[Available data Boundary: Start]

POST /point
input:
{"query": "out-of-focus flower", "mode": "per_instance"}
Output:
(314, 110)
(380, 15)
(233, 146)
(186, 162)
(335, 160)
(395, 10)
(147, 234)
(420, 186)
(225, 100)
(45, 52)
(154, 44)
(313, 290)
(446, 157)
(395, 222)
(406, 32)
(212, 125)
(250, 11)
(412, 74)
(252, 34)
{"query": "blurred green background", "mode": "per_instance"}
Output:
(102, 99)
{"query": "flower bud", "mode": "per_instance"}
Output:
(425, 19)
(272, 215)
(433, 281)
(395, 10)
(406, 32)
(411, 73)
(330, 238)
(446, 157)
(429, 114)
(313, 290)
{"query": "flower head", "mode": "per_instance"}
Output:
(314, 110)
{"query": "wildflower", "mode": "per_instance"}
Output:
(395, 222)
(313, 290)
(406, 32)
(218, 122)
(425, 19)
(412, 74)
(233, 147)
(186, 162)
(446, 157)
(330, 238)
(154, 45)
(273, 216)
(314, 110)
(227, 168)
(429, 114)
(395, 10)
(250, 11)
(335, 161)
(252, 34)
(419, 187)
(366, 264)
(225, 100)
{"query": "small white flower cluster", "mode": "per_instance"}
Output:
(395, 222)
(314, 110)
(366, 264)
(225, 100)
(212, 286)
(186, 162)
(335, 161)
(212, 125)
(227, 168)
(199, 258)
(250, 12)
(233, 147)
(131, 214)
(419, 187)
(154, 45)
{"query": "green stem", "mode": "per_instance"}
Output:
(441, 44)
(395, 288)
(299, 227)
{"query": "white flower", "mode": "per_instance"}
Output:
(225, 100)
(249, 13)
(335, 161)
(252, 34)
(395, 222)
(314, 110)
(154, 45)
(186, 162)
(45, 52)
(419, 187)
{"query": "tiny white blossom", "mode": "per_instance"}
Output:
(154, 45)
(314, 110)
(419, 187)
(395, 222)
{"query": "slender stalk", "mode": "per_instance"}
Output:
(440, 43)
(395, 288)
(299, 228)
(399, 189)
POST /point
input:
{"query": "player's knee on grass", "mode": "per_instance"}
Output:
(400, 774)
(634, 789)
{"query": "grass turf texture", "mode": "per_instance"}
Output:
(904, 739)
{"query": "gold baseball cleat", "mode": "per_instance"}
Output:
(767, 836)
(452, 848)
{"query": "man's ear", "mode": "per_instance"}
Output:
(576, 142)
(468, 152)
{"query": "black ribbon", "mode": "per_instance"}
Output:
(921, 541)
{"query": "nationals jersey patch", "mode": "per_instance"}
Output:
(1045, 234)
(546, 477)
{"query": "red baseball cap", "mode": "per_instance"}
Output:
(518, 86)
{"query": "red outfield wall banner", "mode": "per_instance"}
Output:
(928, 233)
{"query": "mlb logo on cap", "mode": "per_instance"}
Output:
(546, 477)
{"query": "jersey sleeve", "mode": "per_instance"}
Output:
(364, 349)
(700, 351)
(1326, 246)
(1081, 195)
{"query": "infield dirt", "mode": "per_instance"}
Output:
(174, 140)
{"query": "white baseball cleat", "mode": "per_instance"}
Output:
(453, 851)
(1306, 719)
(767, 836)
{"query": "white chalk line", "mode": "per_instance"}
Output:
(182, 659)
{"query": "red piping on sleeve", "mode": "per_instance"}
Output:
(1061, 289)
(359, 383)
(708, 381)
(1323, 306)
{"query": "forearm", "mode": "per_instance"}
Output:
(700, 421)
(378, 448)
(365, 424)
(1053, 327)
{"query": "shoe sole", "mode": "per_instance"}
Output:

[Available data Boundary: End]

▶ **Task to carry out**: An exact transcription of all the records is required.

▶ **Your response**:
POST /point
input:
{"query": "out-of-focus flower", "mode": "per_instance"}
Output:
(314, 110)
(380, 15)
(233, 146)
(186, 162)
(335, 160)
(395, 10)
(147, 234)
(420, 186)
(225, 100)
(45, 52)
(154, 44)
(313, 290)
(446, 157)
(395, 222)
(406, 32)
(212, 125)
(250, 11)
(412, 74)
(252, 34)
{"query": "blurred green background", "mode": "per_instance"}
Output:
(102, 99)
{"query": "flower bud", "mode": "per_instance"}
Output:
(425, 19)
(272, 215)
(433, 281)
(395, 10)
(406, 32)
(411, 73)
(330, 238)
(446, 157)
(429, 114)
(313, 290)
{"query": "flower head", "mode": "per_instance"}
Output:
(314, 110)
{"query": "wildflower", "mode": "per_instance"}
Output:
(395, 222)
(313, 290)
(406, 32)
(218, 122)
(425, 19)
(412, 74)
(233, 147)
(186, 162)
(446, 157)
(330, 238)
(154, 45)
(273, 216)
(314, 110)
(227, 168)
(429, 114)
(395, 10)
(250, 11)
(335, 161)
(252, 34)
(419, 187)
(366, 264)
(225, 100)
{"query": "small white flower cluster", "mode": "per_instance"}
Output:
(395, 222)
(314, 110)
(366, 264)
(225, 100)
(212, 286)
(186, 162)
(335, 161)
(212, 125)
(227, 168)
(199, 258)
(250, 12)
(233, 147)
(131, 214)
(419, 187)
(154, 45)
{"query": "green stem", "mode": "per_instance"}
Output:
(441, 44)
(395, 288)
(299, 227)
{"query": "white flower", "mode": "per_instance"}
Output:
(225, 100)
(249, 13)
(335, 161)
(252, 34)
(395, 222)
(314, 110)
(154, 45)
(186, 162)
(45, 52)
(419, 187)
{"query": "tiny white blossom", "mode": "per_instance"}
Output:
(154, 45)
(314, 110)
(419, 187)
(395, 222)
{"query": "slender stalk", "mode": "per_instance"}
Output:
(440, 43)
(395, 288)
(299, 228)
(399, 189)
POST /point
input:
{"query": "player's knee on grass", "mode": "per_instance"}
Output:
(400, 774)
(634, 789)
{"query": "grass turf texture", "mode": "per_instance"}
Output:
(904, 739)
{"query": "gold baseball cleat", "mode": "per_instance"}
Output:
(767, 836)
(452, 848)
{"query": "man's ear", "mode": "per_instance"}
Output:
(576, 142)
(468, 152)
{"query": "black ribbon", "mode": "per_instance"}
Output:
(921, 541)
{"query": "nationals jersey patch", "mode": "per_instance"}
Output:
(1045, 234)
(546, 477)
{"query": "red baseball cap", "mode": "per_instance"}
Output:
(518, 86)
{"query": "red outfield wall banner", "mode": "per_instance"}
Output:
(928, 233)
{"query": "mlb logo on cap", "mode": "per_instance"}
Output:
(546, 477)
{"query": "jersey sleeve", "mode": "per_instance"}
Output:
(364, 349)
(700, 351)
(1326, 246)
(1081, 195)
{"query": "infield dirt", "mode": "per_instance"}
Output:
(174, 140)
{"query": "white baseball cleat", "mode": "per_instance"}
Output:
(453, 851)
(1306, 719)
(767, 836)
{"query": "white chalk line", "mode": "per_instance"}
Output:
(182, 659)
{"query": "red piping on sleeve", "mode": "per_instance"}
Output:
(1061, 289)
(359, 383)
(708, 381)
(1323, 306)
{"query": "forearm", "mode": "per_instance"}
Output:
(700, 421)
(378, 448)
(365, 424)
(1053, 327)
{"query": "shoe sole", "mode": "per_instance"}
Output:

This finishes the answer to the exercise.